Dataset entries:
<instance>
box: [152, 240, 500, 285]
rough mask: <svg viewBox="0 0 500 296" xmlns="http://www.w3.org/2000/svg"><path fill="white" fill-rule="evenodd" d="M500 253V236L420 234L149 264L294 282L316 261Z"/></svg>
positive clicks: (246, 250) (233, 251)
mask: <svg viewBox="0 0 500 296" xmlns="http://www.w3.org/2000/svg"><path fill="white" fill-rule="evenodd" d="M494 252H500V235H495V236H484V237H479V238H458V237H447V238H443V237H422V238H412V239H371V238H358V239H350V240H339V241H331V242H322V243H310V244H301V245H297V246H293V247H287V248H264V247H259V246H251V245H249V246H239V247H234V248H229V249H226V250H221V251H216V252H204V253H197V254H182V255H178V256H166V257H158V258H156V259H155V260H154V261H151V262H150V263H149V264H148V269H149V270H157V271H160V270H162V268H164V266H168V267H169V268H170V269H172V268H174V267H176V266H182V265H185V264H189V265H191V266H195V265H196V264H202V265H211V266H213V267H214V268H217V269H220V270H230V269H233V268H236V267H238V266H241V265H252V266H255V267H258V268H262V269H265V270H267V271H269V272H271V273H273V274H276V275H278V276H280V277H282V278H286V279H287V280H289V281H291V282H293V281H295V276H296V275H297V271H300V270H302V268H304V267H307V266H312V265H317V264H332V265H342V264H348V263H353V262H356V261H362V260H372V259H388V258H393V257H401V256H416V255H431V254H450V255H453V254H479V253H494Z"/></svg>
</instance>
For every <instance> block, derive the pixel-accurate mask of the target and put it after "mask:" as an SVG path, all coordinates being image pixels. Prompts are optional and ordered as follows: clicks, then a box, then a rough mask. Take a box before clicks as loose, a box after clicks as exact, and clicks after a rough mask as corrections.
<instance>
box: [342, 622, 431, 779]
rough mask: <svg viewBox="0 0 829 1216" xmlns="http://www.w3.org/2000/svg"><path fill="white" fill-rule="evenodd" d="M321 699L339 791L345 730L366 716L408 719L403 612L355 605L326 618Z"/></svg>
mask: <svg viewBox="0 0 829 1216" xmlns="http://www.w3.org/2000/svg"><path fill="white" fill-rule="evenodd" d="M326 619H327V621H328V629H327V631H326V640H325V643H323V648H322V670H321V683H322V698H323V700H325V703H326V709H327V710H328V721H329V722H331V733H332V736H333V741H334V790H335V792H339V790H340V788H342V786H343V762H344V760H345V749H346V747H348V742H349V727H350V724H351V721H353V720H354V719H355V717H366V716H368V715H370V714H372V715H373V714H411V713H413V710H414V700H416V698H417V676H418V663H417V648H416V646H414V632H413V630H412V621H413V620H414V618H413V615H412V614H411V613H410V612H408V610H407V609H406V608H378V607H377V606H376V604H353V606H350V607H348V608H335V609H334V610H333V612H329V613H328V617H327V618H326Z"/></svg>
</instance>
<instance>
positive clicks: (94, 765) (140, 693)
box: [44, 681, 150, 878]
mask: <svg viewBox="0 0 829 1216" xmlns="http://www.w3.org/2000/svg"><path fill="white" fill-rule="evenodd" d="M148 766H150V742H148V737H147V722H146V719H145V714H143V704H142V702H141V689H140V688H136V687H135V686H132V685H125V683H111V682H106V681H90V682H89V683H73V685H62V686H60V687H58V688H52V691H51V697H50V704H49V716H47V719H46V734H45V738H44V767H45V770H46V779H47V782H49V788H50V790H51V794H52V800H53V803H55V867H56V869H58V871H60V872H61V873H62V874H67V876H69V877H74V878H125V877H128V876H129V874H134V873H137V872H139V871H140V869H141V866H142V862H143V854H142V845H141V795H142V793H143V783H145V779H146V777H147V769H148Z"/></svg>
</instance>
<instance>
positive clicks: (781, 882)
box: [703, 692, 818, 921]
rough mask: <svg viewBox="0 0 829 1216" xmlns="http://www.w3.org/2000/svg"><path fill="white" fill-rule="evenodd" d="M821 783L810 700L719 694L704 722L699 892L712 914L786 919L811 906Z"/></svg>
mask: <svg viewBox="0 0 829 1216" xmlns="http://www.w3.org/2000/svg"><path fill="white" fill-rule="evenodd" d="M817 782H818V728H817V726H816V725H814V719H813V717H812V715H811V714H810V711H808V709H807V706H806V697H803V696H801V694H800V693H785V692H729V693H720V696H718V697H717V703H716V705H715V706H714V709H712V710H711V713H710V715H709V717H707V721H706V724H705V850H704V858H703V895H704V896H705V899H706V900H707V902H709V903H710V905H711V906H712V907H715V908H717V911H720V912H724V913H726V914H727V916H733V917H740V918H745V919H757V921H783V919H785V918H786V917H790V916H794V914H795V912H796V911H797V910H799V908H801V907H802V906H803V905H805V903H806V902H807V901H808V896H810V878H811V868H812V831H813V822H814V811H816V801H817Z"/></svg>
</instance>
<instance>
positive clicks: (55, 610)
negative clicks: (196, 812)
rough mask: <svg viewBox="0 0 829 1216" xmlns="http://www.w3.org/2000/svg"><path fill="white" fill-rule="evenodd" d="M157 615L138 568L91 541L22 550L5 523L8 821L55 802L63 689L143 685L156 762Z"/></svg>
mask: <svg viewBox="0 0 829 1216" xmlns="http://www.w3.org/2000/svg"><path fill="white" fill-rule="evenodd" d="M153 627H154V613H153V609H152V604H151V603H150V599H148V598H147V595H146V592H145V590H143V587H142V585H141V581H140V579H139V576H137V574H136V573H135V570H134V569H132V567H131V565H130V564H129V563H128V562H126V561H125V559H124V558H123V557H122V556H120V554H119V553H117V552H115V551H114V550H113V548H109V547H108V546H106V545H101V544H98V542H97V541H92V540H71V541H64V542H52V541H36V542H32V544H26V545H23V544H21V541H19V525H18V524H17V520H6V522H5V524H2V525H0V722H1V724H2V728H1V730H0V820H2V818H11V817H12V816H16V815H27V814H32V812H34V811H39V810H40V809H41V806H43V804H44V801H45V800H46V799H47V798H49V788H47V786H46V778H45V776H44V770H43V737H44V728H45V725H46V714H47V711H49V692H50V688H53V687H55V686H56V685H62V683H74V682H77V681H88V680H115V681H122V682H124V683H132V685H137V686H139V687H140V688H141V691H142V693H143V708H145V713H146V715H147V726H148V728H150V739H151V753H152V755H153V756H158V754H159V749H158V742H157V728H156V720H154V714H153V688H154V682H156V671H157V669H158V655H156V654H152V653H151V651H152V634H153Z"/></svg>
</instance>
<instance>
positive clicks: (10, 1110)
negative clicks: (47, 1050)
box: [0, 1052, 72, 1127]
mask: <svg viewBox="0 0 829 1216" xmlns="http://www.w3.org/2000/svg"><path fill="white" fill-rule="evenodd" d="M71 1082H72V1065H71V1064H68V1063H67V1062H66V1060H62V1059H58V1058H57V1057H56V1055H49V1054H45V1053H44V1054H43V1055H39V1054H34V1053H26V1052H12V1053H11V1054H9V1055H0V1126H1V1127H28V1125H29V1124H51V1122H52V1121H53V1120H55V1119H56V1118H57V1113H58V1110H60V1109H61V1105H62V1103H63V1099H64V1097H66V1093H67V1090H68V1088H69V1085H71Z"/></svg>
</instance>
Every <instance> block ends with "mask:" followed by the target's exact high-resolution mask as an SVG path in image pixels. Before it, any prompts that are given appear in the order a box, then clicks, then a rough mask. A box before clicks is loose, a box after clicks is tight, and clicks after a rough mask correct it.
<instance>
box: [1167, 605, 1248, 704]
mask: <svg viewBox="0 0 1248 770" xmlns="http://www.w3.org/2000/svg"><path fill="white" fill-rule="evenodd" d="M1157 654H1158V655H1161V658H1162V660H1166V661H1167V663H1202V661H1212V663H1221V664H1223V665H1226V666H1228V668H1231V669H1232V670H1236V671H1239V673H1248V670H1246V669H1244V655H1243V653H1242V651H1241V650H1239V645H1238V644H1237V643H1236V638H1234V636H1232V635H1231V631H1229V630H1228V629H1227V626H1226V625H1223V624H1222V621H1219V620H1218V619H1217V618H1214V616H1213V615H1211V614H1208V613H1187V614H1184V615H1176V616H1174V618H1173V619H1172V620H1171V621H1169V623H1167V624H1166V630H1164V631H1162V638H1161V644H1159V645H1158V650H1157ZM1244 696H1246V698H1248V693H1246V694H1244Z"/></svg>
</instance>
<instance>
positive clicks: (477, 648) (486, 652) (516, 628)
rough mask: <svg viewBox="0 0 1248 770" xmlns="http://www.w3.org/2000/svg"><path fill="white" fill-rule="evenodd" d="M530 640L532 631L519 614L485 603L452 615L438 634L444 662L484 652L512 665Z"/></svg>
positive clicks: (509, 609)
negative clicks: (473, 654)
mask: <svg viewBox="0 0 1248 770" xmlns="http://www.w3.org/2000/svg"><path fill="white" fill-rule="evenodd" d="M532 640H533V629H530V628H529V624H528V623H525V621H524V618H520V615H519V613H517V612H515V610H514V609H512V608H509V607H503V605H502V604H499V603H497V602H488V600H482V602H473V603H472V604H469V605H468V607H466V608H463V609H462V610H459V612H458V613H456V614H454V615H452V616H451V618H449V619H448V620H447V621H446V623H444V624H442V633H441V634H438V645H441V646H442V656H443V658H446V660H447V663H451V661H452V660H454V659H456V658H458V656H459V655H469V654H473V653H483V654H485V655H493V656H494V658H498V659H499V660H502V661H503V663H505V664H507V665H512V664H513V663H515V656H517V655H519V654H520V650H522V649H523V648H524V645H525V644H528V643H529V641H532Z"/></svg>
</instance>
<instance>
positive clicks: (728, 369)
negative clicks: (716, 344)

• **Problem details**
A complete answer lists each line of the data that holds the word "loose".

• **Finished exercise**
For every <instance> block, derive the pixel-accurate mask of the target and put it after "mask:" as an SVG path, all coordinates being image pixels. Prompts are optional and ordered as follows: clicks, then a box, then a rough mask. Take a box before clicks as loose, a box after clicks as exact, and clicks after a rough mask as corrections.
Every <instance> block ends with "mask:" followed by the target's exact high-resolution mask as an SVG path in image pixels. Before it, any prompts that are given appear in the order a box, then clicks, then a rough mask. A box before clicks is loose, a box after clicks is tight, and clicks after a rough mask correct it.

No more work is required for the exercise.